* start *

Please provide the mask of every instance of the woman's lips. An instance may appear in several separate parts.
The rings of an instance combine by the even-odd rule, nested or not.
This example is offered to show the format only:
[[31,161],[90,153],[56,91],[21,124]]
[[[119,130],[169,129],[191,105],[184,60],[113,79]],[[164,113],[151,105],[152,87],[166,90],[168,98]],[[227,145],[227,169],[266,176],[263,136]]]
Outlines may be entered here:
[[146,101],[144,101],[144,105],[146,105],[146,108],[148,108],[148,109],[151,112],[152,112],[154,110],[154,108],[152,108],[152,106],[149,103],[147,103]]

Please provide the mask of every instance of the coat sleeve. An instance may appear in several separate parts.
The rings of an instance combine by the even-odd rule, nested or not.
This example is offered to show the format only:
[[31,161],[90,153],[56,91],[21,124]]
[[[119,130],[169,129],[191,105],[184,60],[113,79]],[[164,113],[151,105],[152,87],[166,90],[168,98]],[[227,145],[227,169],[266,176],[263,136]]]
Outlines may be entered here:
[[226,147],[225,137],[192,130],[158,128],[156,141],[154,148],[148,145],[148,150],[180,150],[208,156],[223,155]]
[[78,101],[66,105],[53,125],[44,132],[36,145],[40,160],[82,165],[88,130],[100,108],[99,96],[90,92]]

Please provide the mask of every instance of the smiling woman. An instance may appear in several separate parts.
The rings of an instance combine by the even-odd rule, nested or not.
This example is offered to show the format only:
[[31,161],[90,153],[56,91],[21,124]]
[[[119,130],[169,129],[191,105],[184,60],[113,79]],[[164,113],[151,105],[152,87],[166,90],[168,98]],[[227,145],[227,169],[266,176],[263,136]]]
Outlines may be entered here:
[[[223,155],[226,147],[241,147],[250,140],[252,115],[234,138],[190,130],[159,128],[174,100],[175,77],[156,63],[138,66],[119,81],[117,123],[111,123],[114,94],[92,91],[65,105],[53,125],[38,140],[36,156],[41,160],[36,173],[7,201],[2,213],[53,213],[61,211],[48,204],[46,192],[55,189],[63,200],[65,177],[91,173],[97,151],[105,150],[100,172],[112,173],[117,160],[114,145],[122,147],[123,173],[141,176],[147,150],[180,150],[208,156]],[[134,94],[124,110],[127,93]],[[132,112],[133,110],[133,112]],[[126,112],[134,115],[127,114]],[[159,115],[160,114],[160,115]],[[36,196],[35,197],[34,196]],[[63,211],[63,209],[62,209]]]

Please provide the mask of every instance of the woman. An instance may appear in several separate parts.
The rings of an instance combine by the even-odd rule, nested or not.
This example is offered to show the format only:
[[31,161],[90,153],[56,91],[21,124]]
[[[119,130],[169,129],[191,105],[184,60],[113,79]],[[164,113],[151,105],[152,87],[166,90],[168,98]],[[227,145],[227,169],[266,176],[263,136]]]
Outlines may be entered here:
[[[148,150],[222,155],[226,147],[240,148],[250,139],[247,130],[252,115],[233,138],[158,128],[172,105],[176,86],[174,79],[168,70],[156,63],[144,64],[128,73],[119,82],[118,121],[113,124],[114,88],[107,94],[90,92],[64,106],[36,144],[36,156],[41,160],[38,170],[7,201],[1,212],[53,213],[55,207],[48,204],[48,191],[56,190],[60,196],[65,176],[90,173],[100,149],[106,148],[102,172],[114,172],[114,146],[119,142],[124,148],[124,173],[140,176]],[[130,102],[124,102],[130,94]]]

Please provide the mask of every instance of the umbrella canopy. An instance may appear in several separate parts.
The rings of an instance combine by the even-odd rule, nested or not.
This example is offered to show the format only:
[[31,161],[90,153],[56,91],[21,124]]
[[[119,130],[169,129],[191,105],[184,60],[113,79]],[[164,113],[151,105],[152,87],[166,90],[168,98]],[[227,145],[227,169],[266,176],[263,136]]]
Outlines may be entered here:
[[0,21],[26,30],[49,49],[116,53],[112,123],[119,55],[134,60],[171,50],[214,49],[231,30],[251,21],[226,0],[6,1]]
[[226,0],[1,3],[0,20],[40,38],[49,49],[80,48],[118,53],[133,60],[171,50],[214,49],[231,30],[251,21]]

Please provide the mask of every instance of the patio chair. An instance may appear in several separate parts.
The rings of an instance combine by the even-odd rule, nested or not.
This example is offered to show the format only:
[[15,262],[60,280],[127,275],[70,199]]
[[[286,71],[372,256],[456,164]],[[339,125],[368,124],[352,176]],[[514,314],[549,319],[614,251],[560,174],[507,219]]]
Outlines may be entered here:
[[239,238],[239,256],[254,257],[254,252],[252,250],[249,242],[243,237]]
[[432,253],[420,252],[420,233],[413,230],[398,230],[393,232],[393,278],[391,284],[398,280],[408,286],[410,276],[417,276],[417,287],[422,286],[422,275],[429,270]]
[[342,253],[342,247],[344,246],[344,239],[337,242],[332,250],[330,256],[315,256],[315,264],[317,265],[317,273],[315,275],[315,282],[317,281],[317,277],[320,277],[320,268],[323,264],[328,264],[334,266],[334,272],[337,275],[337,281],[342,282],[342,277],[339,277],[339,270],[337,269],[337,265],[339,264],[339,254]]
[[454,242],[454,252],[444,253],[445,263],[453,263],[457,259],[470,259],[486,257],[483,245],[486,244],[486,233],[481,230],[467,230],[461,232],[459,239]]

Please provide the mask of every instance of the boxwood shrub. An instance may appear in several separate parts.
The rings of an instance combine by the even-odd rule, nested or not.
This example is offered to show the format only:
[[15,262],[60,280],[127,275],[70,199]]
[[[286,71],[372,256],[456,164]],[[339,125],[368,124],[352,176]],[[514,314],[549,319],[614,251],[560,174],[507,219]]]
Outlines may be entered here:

* end *

=== Directions for this task ===
Copy out the stretch of the records above from the line containing "Please provide the mask of every instance of the boxwood" through the end of the records, without changing a character.

=== In response ===
Please provide the mask of every instance of the boxwood shrub. An instance may appear in several separate parts.
The rings of an instance combine by the even-odd rule, nested or not.
This example is offered to show the format only:
[[15,262],[60,280],[127,275],[70,199]]
[[[286,71],[372,256],[456,164]],[[339,125],[368,124],[352,176]],[[514,314],[549,319],[614,251],[560,174],[507,219]]]
Outlines may be entered here:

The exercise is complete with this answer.